- [TESTO DEL DOCUMENTO]:

-*-*-

La Memoria e le bufale.

Per tutta una serie di ragioni sulle quali non mi soffermo, sul mio profilo Facebook compaiono diversi ‘amici’ in realtà mai visti di persona e sostanzialmente sconosciuti,  per cui talvolta mi capita di cancellare dei contatti non appena li scopro sostenere idee che a mio parere travalicano il legittimo rispetto della diversità di opinione. Il 27 gennaio – il giorno della Memoria delle vittime della Shoah – una di queste conoscenze puramente virtuali ha condiviso un meme che ha circolato in Rete con una certa viralità:

 

bufala_schiavismo

Ovviamente non c’è molto da discutere riguardo all’antisemitismo di una persona che raffigura un ebreo-aguzzino nel modo più stereotipato possibile, tuttavia il sentimento vuole darsi una parvenza di oggettività ed empiricità; poche cose sono peggiori dell’odio che desidera ammantarsi di scientificità e rigore.  Dando un’occhiata ai commenti, essi si dividevano sostanzialmente in due categorie, chi sosteneva ‘chi la fa l’aspetti’ e chi rimarcava l’assurdità del ragionamento, vista la totale estranietà degli ebrei perseguitati nello schiavismo americano. Nessuno però – e sottolineo nessuno – ha osato mettere in discussione la veridicità della tabella, malgrado evidenti incongruenze. In particolare, gestire un fenomeno come la tratta degli schiavi americana con solo quindici imbarcazioni sarebbe stata impresa impossibile persino disponendo delle maggiori navi da carico oggi esistenti.

Ho cercato allora informazioni sulla fonte, il libro di Elizabeth Donnan, trovando il testo interamente disponibile on line nella open library di una università statunitense. Si scopre che la ricercatrice ha stilato una lista di tutte le navi negriere in partenza da New York e il New Jersey tra Seicento e Settecento, peccato che le imbarcazioni censite siano non 15 (quindici) bensì 693 (seicentonovantatre), contate una ad una con il ditino dal sottoscritto. Se la matematica non è un’opinione, si scopre che solo il 2,2 delle navi avevano proprietari ebrei, mentre il restante 87,8% era composto da cristiani cattolici o protestanti di origine europea (quindi, se l’Olocausto hitleriano è stata la punizione storica per i negrieri ebrei, proporzionalmente l’Europa sarà devastata a breve da un’apocalisse nucleare o dalla caduta di un asteroide?).

-*-*-

- [DATI FORNITI]:
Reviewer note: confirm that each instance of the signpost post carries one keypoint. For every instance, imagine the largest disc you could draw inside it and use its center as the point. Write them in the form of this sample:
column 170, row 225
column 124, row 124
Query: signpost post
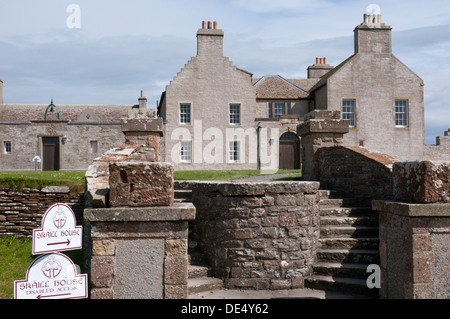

-*-*-

- [CONSEGNA 1]: Secondo il testo «La Memoria e le bufale», quante navi negriere in partenza da New York e dal New Jersey risultano censite nella lista di Elizabeth Donnan?
- [CONSEGNA 2]: Trascriva dal testo «La Memoria e le bufale» il passo che comincia con "Ho cercato allora" e si conclude con "di un asteroide?).".

- [RISPOSTA SCRITTA 1]: Ne risultano censite 693.

- [RISPOSTA SCRITTA 2]:
Ho cercato allora informazioni sulla fonte, il libro di Elizabeth Donnan, trovando il testo interamente disponibile on line nella open library di una università statunitense. Si scopre che la ricercatrice ha stilato una lista di tutte le navi negriere in partenza da New York e il New Jersey tra Seicento e Settecento, peccato che le imbarcazioni censite siano non 15 (quindici) bensì 693 (seicentonovantatre), contate una ad una con il ditino dal sottoscritto. Se la matematica non è un’opinione, si scopre che solo il 2,2 delle navi avevano proprietari ebrei, mentre il restante 87,8% era composto da cristiani cattolici o protestanti di origine europea (quindi, se l’Olocausto hitleriano è stata la punizione storica per i negrieri ebrei, proporzionalmente l’Europa sarà devastata a breve da un’apocalisse nucleare o dalla caduta di un asteroide?).